Document section -
┏━━
It is the height of summer (it is probably raining in London) and you want a dessert that is just a bit more grown up than gluten-free, vegan ice-cream or chocolate something… I can guarantee you these unctuous Pears Poached in Spiced Red Wine are super quick and super easy and a great way to make use of the gut of pears that often hits in the summer. This is a very mature (look at me I am fancy!) dessert and a great treat (show-off) when you have guests around for dinner. The once firm pears become yielding to the spoon and are a perfect after dinner treat. A great alternative to a rich cake or pudding.
The cooking liquid, reduced down to a rich syrup and passed through a sieve, is a delicious, rich, glossy sauce that you can serve with the pears warm or cold.
Pears Poached in Spiced Red Wine go great with crumbled Crunchy Gluten-Free, Vegan, Ginger Oat Biscuits and a spoon of gluten-free, vegan ice-cream.
┗━━
(Coordinate labeling records)
┏━━
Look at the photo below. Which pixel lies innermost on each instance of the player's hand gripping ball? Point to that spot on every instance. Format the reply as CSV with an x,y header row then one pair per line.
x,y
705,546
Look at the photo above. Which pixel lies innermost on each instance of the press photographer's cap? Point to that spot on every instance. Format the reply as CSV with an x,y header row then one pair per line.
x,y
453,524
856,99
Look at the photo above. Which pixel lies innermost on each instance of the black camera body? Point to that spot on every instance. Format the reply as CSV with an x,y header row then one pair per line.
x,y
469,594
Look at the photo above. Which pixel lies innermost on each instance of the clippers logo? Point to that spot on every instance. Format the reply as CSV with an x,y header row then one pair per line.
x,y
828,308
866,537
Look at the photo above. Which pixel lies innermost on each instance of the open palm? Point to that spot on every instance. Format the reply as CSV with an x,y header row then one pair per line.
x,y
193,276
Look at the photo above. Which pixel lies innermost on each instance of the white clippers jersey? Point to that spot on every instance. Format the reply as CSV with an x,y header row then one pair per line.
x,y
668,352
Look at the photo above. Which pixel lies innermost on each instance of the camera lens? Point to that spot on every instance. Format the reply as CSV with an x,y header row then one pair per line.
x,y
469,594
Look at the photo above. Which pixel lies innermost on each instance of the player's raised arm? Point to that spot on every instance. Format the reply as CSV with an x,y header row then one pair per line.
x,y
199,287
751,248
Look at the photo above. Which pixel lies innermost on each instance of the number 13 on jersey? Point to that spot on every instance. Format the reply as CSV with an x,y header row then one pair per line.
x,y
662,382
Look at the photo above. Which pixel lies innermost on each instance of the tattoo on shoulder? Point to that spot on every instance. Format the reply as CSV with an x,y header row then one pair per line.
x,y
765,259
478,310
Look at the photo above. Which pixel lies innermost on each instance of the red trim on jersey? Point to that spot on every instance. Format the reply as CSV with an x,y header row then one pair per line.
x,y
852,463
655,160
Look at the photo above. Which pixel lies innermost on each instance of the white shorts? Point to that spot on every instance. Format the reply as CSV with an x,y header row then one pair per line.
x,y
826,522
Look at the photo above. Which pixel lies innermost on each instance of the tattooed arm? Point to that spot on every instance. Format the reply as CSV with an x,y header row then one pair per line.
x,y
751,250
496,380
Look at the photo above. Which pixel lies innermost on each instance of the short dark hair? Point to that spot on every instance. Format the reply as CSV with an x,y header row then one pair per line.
┗━━
To be done -
1. In the poached pears text, what is the cooking liquid passed through after it is reduced to a syrup?
2. Please rewrite the records as a numbered list, beginning at the line that contains "the white clippers" and stopping after the last line of the records. Leave out any blank lines.

Responses in order -
1. A sieve.

2.
1. Look at the photo above. Which pixel lies innermost on each instance of the white clippers jersey? Point to that spot on every instance. Format the reply as CSV with an x,y header row then one pair per line.
2. x,y
3. 668,352
4. Look at the photo above. Which pixel lies innermost on each instance of the camera lens? Point to that spot on every instance. Format the reply as CSV with an x,y header row then one pair per line.
5. x,y
6. 469,594
7. Look at the photo above. Which pixel lies innermost on each instance of the player's raised arm? Point to that spot on every instance. Format the reply as CSV with an x,y header row then one pair per line.
8. x,y
9. 199,287
10. 751,248
11. Look at the photo above. Which pixel lies innermost on each instance of the number 13 on jersey? Point to that spot on every instance. Format the reply as CSV with an x,y header row then one pair per line.
12. x,y
13. 662,382
14. Look at the photo above. Which pixel lies innermost on each instance of the tattoo on shoulder? Point to that spot on every instance. Format the reply as CSV with an x,y header row then one pair per line.
15. x,y
16. 765,259
17. 478,310
18. Look at the photo above. Which pixel lies innermost on each instance of the red trim on jersey? Point to that spot on every instance. Format the reply as CSV with an x,y header row then one pair per line.
19. x,y
20. 852,463
21. 655,160
22. Look at the photo above. Which pixel lies innermost on each instance of the white shorts? Point to that spot on every instance. Format the reply as CSV with an x,y header row then one pair per line.
23. x,y
24. 826,522
25. Look at the photo above. Which pixel lies innermost on each instance of the tattooed arm? Point to that spot on every instance. Format the reply as CSV with an x,y header row then one pair per line.
26. x,y
27. 751,250
28. 496,380
29. Look at the photo above. Which pixel lies innermost on each instance of the short dark hair? Point to that spot on every instance. Format the reply as CSV with an x,y header row then one pair per line.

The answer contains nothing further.